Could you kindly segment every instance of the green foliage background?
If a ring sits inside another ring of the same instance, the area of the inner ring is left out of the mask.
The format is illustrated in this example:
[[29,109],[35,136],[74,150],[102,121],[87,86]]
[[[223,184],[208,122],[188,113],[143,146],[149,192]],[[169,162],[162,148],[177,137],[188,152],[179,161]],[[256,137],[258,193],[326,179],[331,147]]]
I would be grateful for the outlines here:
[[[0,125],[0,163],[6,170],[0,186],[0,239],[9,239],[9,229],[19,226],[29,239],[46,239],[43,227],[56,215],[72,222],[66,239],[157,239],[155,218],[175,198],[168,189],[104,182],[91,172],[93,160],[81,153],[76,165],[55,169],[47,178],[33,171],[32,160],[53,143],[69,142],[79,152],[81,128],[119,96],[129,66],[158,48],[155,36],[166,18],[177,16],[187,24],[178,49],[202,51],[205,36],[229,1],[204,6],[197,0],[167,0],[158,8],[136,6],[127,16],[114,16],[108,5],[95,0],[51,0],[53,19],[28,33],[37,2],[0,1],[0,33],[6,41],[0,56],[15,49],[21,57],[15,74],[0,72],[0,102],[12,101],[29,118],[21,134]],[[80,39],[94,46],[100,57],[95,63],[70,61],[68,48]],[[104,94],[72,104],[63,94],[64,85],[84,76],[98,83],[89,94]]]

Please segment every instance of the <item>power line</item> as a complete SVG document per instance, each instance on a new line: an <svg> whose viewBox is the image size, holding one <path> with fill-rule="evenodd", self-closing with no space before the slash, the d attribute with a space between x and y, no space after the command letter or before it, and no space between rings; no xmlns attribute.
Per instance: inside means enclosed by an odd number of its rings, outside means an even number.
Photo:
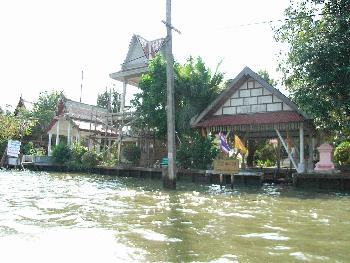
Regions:
<svg viewBox="0 0 350 263"><path fill-rule="evenodd" d="M280 19L275 19L275 20L264 20L264 21L246 23L246 24L233 25L233 26L224 27L224 28L217 28L216 30L231 29L231 28L237 28L237 27L256 26L256 25L263 25L263 24L272 24L272 23L276 23L276 22L287 22L287 21L290 21L290 20L321 16L321 15L324 15L324 14L325 13L319 13L319 14L310 14L310 15L305 15L305 16L296 16L296 17L291 17L291 18L280 18Z"/></svg>
<svg viewBox="0 0 350 263"><path fill-rule="evenodd" d="M263 24L272 24L272 23L276 23L276 22L286 22L286 21L290 21L290 20L296 20L296 19L301 19L301 18L309 18L309 17L315 17L315 16L321 16L324 15L325 13L319 13L319 14L310 14L310 15L305 15L305 16L298 16L298 17L292 17L292 18L281 18L281 19L275 19L275 20L264 20L264 21L258 21L258 22L251 22L251 23L246 23L246 24L239 24L239 25L233 25L233 26L229 26L229 27L223 27L223 28L216 28L213 29L212 31L216 30L229 30L229 29L233 29L233 28L239 28L239 27L249 27L249 26L256 26L256 25L263 25ZM164 21L162 21L163 23L165 23ZM166 23L165 23L166 24ZM209 30L210 31L210 30ZM177 31L178 33L181 33L179 31ZM161 50L162 47L164 47L164 45L169 42L169 39L165 38L162 45L158 48L157 51ZM128 61L124 61L122 63L122 65L128 64L132 61L138 60L140 58L144 58L146 57L146 55L142 55L133 59L130 59Z"/></svg>

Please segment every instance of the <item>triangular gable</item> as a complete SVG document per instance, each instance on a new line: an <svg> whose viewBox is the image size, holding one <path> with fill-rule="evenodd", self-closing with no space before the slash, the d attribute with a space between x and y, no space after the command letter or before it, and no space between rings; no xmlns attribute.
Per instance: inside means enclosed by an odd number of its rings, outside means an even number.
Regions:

● ● ● ● ● ● ●

**Work to complete**
Skipping all images, print the data above a second time exactly.

**Solution to the exercise**
Could you kindly segment every instance of the green foliage background?
If a ring sits inside another ring of the same instance, the area of the inner ring is left out of the mask.
The format is illustrated in this example:
[[29,109],[35,136],[74,150],[102,121],[87,86]]
[[[223,184],[208,122],[188,113],[143,146],[149,192]],[[169,162],[162,148],[177,137],[188,152],[179,161]],[[256,137],[258,193],[326,179],[331,147]]]
I would be grateful for the outlines here:
[[[0,125],[0,163],[6,170],[0,186],[0,239],[9,239],[9,229],[19,226],[29,239],[46,239],[43,227],[56,215],[72,222],[66,239],[157,239],[155,218],[175,198],[168,189],[104,182],[91,172],[93,160],[81,153],[76,165],[55,169],[47,178],[33,171],[32,160],[53,143],[69,142],[79,152],[81,128],[119,96],[129,66],[158,48],[155,36],[166,18],[177,16],[187,24],[178,49],[202,51],[205,36],[229,1],[204,6],[197,0],[167,0],[158,8],[136,6],[127,16],[114,16],[108,5],[95,0],[51,0],[53,19],[28,33],[37,2],[0,1],[0,33],[6,41],[0,56],[15,49],[21,57],[15,74],[0,72],[0,102],[12,101],[29,118],[21,134]],[[80,39],[94,46],[100,57],[95,63],[70,61],[68,48]],[[104,94],[72,104],[63,94],[64,85],[84,76],[98,83],[89,94]]]

Please segment every instance of the <item>power line</item> as a complete SVG document per instance, each instance on a new line: an <svg> whose viewBox is the image size, holding one <path> with fill-rule="evenodd", self-closing with no space before the slash, the d attribute with a space between x and y, no space after the command letter or before it, and no space between rings; no xmlns attribute.
Per instance: inside means enclosed by an odd number of its rings, outside means an even number.
Photo:
Regions:
<svg viewBox="0 0 350 263"><path fill-rule="evenodd" d="M280 19L275 19L275 20L264 20L264 21L246 23L246 24L233 25L233 26L224 27L224 28L217 28L216 30L231 29L231 28L237 28L237 27L256 26L256 25L263 25L263 24L272 24L272 23L276 23L276 22L287 22L287 21L290 21L290 20L321 16L321 15L324 15L324 14L325 13L319 13L319 14L310 14L310 15L305 15L305 16L296 16L296 17L291 17L291 18L280 18Z"/></svg>
<svg viewBox="0 0 350 263"><path fill-rule="evenodd" d="M263 24L272 24L272 23L276 23L276 22L286 22L286 21L290 21L290 20L296 20L296 19L301 19L301 18L309 18L309 17L315 17L315 16L321 16L324 15L325 13L319 13L319 14L310 14L310 15L305 15L305 16L298 16L298 17L292 17L292 18L281 18L281 19L275 19L275 20L264 20L264 21L258 21L258 22L251 22L251 23L246 23L246 24L239 24L239 25L233 25L233 26L229 26L229 27L223 27L223 28L216 28L213 29L212 31L216 30L229 30L229 29L233 29L233 28L239 28L239 27L249 27L249 26L256 26L256 25L263 25ZM164 21L162 21L163 23L165 23ZM166 23L165 23L166 24ZM209 30L210 31L210 30ZM177 31L178 33L181 33L179 31ZM161 50L162 47L164 47L164 45L169 42L169 39L165 38L162 45L158 48L157 51ZM128 61L124 61L122 63L122 65L128 64L132 61L138 60L140 58L144 58L146 57L146 55L142 55L133 59L130 59Z"/></svg>

Please segment every instance of the <item>triangular gable</item> as a complete SVG document per instance, each instance on a new line: an <svg> whose viewBox is the image size, holding one <path> with fill-rule="evenodd", self-closing with no space before the slash, the d attribute with a space between x and y, no space after the command letter or before it, and no space between rings; no xmlns attribute.
Per instance: inside means enclosed by an odd number of its rings, outside means an even number.
Regions:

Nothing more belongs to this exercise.